# Start of RECORD EXTRACTS

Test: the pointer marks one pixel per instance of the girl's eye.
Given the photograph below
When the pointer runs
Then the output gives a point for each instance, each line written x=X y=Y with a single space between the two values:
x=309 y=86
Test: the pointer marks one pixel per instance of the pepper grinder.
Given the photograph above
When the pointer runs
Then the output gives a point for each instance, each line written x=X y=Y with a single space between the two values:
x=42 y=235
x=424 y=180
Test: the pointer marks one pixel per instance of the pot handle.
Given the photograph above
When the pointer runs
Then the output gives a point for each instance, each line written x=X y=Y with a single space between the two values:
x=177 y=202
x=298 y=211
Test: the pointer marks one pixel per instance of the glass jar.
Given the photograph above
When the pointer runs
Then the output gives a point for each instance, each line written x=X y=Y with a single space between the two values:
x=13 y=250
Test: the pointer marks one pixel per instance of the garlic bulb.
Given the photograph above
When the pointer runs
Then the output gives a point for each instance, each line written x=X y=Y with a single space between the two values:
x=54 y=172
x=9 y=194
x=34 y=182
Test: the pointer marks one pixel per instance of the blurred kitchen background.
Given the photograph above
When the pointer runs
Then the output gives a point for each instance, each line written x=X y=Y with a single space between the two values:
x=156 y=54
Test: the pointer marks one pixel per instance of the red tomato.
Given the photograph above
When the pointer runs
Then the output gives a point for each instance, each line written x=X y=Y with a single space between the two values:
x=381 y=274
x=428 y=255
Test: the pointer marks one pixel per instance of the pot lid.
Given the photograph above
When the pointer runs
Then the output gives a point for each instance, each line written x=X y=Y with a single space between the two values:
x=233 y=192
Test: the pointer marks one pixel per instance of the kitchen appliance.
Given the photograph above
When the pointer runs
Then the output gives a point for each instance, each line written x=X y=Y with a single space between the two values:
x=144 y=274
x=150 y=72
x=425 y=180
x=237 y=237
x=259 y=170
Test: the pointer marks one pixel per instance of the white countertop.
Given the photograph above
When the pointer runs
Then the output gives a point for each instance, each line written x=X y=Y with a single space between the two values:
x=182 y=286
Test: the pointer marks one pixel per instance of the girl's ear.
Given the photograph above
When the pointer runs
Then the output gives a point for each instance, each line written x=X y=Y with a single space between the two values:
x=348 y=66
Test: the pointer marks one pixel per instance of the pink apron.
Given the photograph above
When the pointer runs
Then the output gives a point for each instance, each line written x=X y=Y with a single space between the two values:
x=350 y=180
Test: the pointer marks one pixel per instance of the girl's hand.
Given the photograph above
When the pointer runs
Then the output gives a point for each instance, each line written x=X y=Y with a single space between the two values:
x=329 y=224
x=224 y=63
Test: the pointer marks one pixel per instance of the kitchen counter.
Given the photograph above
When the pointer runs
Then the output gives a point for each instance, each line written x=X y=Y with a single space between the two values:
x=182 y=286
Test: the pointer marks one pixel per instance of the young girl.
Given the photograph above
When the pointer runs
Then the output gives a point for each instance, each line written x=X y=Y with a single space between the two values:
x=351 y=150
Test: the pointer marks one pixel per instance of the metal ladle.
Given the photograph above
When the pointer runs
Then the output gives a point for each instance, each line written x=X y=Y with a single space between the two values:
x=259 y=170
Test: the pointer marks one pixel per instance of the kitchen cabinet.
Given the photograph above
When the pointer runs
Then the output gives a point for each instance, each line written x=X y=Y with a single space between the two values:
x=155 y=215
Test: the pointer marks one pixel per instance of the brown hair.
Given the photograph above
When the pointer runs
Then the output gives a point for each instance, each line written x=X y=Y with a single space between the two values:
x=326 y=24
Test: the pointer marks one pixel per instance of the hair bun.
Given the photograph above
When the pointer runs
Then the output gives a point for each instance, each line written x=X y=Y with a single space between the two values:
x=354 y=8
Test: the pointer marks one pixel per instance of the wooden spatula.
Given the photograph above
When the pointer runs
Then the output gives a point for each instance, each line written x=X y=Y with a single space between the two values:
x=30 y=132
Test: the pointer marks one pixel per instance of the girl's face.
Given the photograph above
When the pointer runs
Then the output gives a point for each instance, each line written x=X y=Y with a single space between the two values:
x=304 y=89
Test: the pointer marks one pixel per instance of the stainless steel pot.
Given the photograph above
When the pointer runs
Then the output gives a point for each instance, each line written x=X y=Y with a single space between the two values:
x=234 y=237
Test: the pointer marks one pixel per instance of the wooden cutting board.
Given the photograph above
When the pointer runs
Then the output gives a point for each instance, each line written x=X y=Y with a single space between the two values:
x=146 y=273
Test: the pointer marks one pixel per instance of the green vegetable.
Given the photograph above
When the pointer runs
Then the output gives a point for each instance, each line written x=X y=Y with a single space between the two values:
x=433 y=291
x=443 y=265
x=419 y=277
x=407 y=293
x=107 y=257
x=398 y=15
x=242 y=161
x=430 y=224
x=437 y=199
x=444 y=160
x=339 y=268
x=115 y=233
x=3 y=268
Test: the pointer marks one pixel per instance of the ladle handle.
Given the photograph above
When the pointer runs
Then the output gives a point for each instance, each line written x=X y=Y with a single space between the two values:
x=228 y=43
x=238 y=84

# End of RECORD EXTRACTS

- **WRITTEN REQUEST**: Rewrite all the items above, changing every "pointer" to "marker" and keeping everything else the same.

- **WRITTEN SOLUTION**:
Test: the marker marks one pixel per instance of the girl's eye.
Given the photograph below
When the marker runs
Then the output gives a point for each instance, each line written x=X y=Y with a single space between the two values:
x=309 y=86
Test: the marker marks one pixel per instance of the pepper grinder.
Given the photograph above
When the marker runs
Then the output gives a point for each instance, each line written x=X y=Y with a single space between the two values:
x=42 y=235
x=424 y=180
Test: the marker marks one pixel per instance of the pot handle.
Given the photograph above
When the marker runs
Then the output gives a point for each instance, each line written x=X y=Y with a single space between the two values:
x=177 y=202
x=298 y=211
Test: the marker marks one pixel per instance of the glass jar.
Given the photograph above
When the marker runs
Then the output gives a point for each instance, each line written x=X y=Y with a single space between the two values:
x=13 y=250
Test: the marker marks one pixel per instance of the garlic bulb.
Given the photograph above
When the marker runs
Then the output gives a point for each instance, each line written x=X y=Y with a single space between the two values:
x=54 y=172
x=9 y=194
x=34 y=182
Test: the marker marks one pixel per instance of the blurred kitchen background.
Given the photograph above
When the marker runs
Then the output gives a point for each instance, each line written x=X y=Y with a single space between the two values:
x=156 y=54
Test: the marker marks one pixel per instance of the red tomato.
Given the photograph above
When the marker runs
Then the output gives a point for each instance, each line written x=X y=Y with a single space between the two values:
x=381 y=274
x=428 y=255
Test: the marker marks one pixel per instance of the pot lid.
Given the photograph above
When the marker runs
Then the output gives a point for each instance, each line written x=X y=Y with a single space between the two values:
x=233 y=192
Test: the marker marks one pixel per instance of the kitchen appliance.
Given the photograph above
When the marker runs
Then the output gives a point for each instance, each line written x=X y=Y with a single space between the two values:
x=144 y=274
x=150 y=72
x=425 y=180
x=237 y=237
x=259 y=170
Test: the marker marks one pixel per instance of the white countertop.
Given the photograph above
When the marker runs
Then the output gives a point for each instance, each line written x=X y=Y with a single space between the two values:
x=182 y=286
Test: the marker marks one pixel per instance of the girl's ear.
Given the photograph above
When the marker runs
Then the output gives a point for each instance, each line written x=X y=Y with a single space between the two values:
x=348 y=66
Test: the marker marks one pixel per instance of the pink apron.
Given the photograph above
When the marker runs
Then the output gives a point for each instance, each line written x=X y=Y with a single space between the two values:
x=350 y=180
Test: the marker marks one pixel per instance of the girl's hand.
Given the photograph above
When the marker runs
Then the output gives a point for each instance, each line written x=X y=Y with a single space between the two values:
x=329 y=224
x=224 y=63
Test: the marker marks one pixel per instance of the kitchen counter.
Given the photograph above
When the marker runs
Then the output gives a point for each instance, each line written x=X y=Y with a single space between the two values:
x=182 y=286
Test: the marker marks one pixel per instance of the young girl.
Given the photograph above
When the marker runs
Then the output gives a point for each instance, each line written x=X y=Y with a single space between the two values:
x=351 y=150
Test: the marker marks one pixel per instance of the metal ladle.
Given the photograph above
When the marker runs
Then the output gives a point for each instance, each line written x=X y=Y with a single space between the two values:
x=259 y=170
Test: the marker marks one pixel per instance of the kitchen cabinet.
Given the photograph above
When the marker runs
Then the output gives a point for each instance, each line written x=X y=Y with a single space between the two values:
x=155 y=215
Test: the marker marks one pixel per instance of the brown hair.
Given the photograph above
When the marker runs
Then the output gives a point for each instance, each line written x=X y=Y with a single space between the two values:
x=326 y=24
Test: the marker marks one pixel per instance of the hair bun.
Given the photograph above
When the marker runs
Then the output gives a point for each instance, each line written x=X y=Y with a single space between the two values:
x=354 y=8
Test: the marker marks one pixel per instance of the wooden spatula.
Given the photograph above
When the marker runs
Then the output gives a point for each instance, each line written x=X y=Y with a single space between the two values:
x=30 y=132
Test: the marker marks one pixel per instance of the girl's face.
Given the photograph above
When the marker runs
Then the output gives a point for each instance, each line written x=X y=Y with a single space between the two values:
x=304 y=89
Test: the marker marks one pixel per instance of the stainless steel pot.
Given the photograph above
When the marker runs
Then the output gives a point for each instance, each line written x=X y=Y with a single space between the two values:
x=234 y=237
Test: the marker marks one pixel per instance of the wooden cutting board.
Given the photograph above
When the marker runs
Then the output gives a point for each instance, each line written x=X y=Y with a single space between the two values:
x=146 y=273
Test: the marker marks one pixel per instance of the green vegetable.
Given the photograph above
When the marker runs
Then the output gives a point for each instance, each line written x=X y=Y with a single space between the two values:
x=433 y=291
x=443 y=265
x=419 y=277
x=407 y=293
x=107 y=257
x=398 y=15
x=242 y=161
x=430 y=224
x=437 y=199
x=444 y=160
x=339 y=268
x=115 y=233
x=3 y=268
Test: the marker marks one pixel per instance of the ladle handle.
Given the photograph above
When the marker runs
Then the output gives a point for each instance, each line written x=X y=Y with a single space between the two values:
x=228 y=43
x=238 y=84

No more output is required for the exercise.